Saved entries
Segment Open

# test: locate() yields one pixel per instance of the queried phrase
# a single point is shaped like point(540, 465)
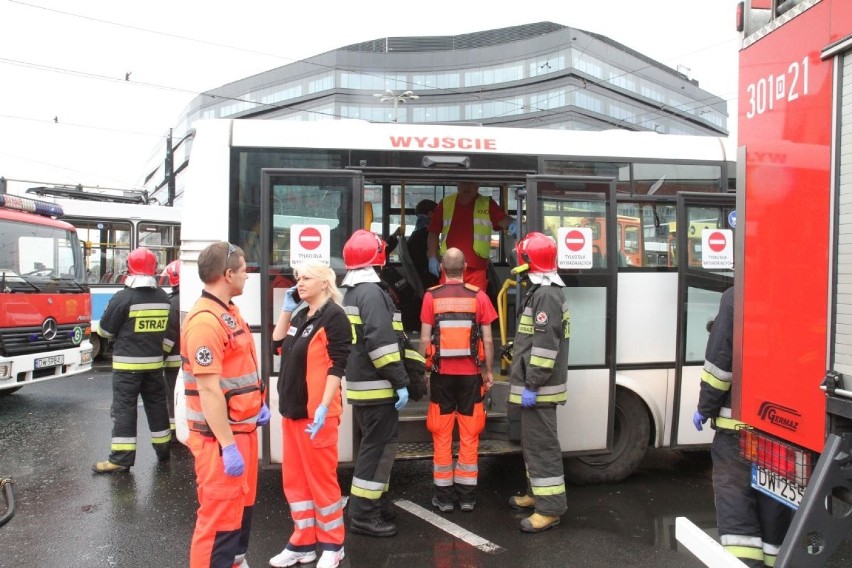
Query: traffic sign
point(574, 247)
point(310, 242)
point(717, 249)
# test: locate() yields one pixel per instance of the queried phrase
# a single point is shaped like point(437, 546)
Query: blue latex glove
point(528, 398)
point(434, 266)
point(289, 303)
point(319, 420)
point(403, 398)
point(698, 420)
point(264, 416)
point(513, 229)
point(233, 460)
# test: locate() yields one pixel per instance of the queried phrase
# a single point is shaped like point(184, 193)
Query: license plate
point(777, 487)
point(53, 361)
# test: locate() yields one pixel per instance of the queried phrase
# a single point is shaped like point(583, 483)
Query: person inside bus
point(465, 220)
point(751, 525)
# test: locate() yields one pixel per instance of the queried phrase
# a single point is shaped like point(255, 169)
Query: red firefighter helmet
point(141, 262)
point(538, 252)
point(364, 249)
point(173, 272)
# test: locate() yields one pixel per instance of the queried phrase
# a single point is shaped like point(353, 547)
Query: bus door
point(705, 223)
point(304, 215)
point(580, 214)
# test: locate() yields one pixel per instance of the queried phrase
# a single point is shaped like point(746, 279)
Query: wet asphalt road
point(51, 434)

Segment Closed
Segment Open

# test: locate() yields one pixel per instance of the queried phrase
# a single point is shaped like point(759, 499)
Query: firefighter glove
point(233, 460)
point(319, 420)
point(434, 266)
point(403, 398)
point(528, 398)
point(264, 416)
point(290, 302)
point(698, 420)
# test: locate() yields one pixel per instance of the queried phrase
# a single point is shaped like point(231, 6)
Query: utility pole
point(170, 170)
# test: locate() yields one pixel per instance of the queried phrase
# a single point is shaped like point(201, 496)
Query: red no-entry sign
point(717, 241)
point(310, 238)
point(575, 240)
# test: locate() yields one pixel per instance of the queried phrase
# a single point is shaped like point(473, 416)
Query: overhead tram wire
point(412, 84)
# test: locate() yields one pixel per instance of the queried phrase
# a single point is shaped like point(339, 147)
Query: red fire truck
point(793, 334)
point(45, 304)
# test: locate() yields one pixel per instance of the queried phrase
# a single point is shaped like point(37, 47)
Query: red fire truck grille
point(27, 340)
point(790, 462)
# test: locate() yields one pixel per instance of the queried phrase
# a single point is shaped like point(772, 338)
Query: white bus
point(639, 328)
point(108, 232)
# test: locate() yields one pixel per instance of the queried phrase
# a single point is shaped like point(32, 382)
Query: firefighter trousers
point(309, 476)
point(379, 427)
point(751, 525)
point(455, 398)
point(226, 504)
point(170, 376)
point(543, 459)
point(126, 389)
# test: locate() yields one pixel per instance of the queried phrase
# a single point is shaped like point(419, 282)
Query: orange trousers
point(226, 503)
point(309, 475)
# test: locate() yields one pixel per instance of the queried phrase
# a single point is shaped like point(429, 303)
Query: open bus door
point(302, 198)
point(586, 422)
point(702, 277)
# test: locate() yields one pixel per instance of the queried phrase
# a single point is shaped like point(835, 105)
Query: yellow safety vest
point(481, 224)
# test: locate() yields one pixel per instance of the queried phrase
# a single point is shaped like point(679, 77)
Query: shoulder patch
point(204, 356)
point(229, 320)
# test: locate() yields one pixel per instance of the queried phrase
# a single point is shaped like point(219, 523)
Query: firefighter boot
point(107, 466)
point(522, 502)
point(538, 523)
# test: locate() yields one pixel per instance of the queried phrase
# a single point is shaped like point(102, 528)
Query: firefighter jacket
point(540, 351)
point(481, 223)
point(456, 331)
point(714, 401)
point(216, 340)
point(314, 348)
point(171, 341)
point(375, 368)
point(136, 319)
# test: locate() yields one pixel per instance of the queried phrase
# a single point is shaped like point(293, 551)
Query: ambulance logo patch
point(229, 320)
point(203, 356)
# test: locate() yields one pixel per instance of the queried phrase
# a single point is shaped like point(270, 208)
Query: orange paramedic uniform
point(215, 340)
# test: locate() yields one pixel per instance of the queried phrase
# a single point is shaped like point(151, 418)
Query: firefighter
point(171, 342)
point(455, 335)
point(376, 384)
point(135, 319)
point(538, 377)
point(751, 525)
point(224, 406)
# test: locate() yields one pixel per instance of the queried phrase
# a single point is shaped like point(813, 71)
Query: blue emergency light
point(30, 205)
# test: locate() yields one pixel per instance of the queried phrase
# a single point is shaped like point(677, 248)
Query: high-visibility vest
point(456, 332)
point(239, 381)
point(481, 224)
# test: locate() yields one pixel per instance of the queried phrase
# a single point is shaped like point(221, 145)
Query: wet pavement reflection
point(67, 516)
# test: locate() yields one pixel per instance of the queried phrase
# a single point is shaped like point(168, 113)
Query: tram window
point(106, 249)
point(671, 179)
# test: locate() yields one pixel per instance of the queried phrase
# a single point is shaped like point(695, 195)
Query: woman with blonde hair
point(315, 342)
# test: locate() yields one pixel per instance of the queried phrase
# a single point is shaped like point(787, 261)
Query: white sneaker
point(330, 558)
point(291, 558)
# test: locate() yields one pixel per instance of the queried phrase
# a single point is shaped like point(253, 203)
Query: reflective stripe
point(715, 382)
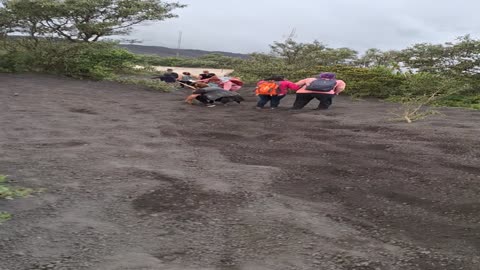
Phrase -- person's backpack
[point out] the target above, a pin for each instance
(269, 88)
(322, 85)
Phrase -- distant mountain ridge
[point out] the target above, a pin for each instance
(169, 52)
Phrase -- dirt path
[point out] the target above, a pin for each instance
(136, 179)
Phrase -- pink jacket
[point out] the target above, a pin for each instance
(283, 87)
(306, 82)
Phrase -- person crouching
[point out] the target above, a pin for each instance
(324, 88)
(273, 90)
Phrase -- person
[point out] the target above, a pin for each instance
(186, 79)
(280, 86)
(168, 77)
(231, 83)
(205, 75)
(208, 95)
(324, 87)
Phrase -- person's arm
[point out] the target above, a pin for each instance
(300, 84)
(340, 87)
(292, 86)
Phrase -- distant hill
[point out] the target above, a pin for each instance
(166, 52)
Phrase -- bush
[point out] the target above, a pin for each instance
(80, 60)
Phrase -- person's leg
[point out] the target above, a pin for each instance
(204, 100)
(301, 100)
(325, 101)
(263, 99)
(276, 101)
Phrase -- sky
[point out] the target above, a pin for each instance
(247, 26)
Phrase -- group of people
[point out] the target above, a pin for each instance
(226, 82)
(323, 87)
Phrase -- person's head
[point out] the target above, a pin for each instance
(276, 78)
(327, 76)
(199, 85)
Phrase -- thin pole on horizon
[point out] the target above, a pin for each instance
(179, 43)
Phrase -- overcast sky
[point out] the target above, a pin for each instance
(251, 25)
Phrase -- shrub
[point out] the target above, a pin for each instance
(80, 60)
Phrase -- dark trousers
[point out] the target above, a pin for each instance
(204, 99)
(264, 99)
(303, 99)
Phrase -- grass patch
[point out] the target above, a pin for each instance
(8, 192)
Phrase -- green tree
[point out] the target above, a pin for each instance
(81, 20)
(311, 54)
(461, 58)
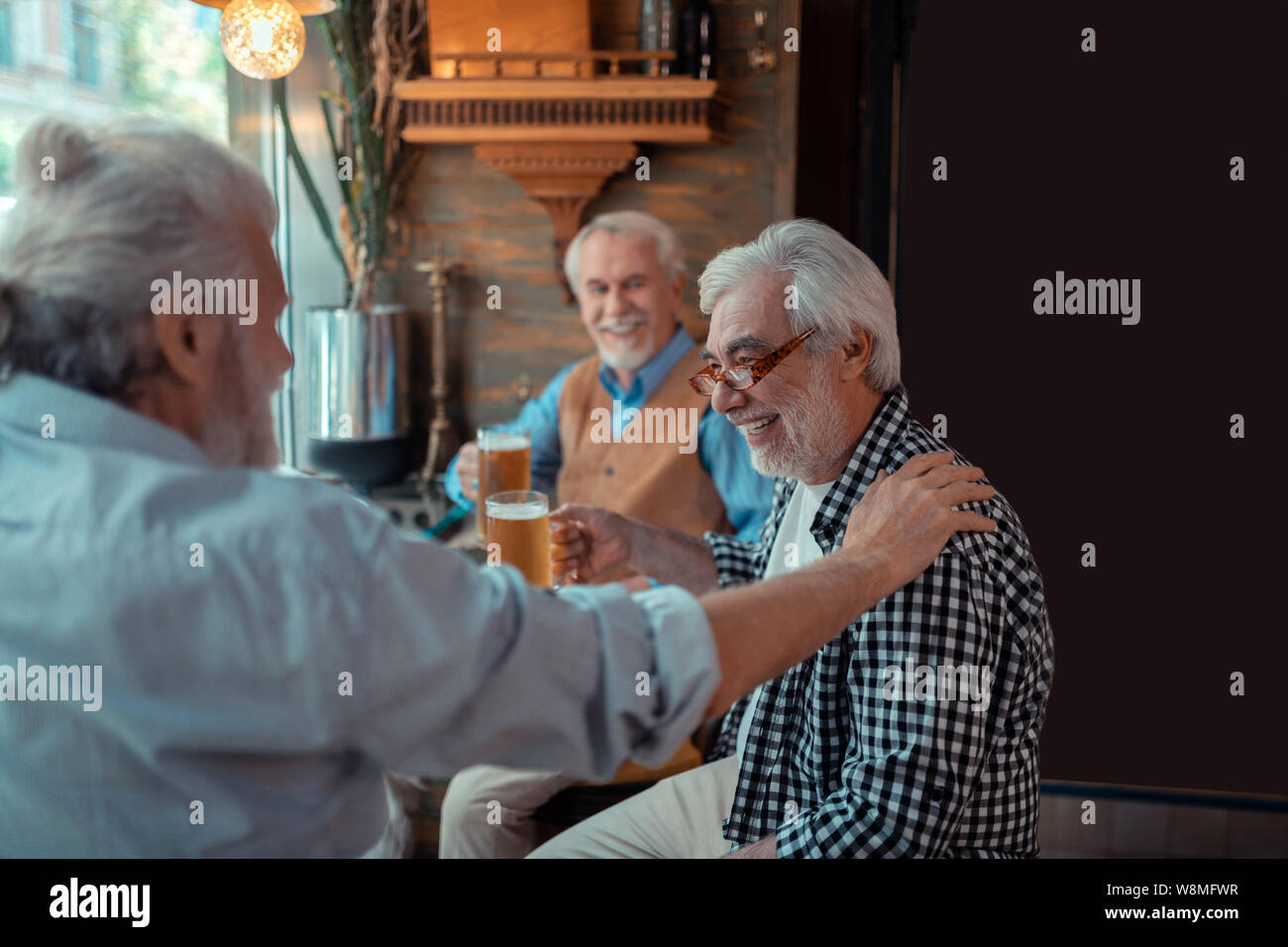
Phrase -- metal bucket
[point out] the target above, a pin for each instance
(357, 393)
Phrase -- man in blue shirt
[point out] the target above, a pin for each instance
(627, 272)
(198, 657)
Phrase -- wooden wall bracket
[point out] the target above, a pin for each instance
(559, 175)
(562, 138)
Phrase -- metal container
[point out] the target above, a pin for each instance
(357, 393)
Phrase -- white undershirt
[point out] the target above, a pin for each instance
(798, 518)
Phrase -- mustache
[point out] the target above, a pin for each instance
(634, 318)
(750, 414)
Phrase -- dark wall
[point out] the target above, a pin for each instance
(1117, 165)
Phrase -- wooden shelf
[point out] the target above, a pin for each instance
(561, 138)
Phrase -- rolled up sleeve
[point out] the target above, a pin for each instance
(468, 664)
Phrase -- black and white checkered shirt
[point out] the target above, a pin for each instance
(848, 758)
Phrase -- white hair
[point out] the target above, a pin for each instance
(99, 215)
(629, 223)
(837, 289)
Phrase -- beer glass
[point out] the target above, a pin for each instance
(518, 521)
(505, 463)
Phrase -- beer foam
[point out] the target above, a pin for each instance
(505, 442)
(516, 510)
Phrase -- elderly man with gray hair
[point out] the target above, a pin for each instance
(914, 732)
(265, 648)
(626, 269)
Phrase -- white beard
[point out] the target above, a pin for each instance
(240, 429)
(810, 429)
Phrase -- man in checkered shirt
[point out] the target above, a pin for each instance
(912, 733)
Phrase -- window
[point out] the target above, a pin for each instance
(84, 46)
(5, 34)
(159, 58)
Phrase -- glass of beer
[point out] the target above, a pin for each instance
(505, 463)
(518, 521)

Segment Closed

Problem details: Using the data above, count the lines that hold the string "distant". Report the number and nothing else.

Exercise answer: 2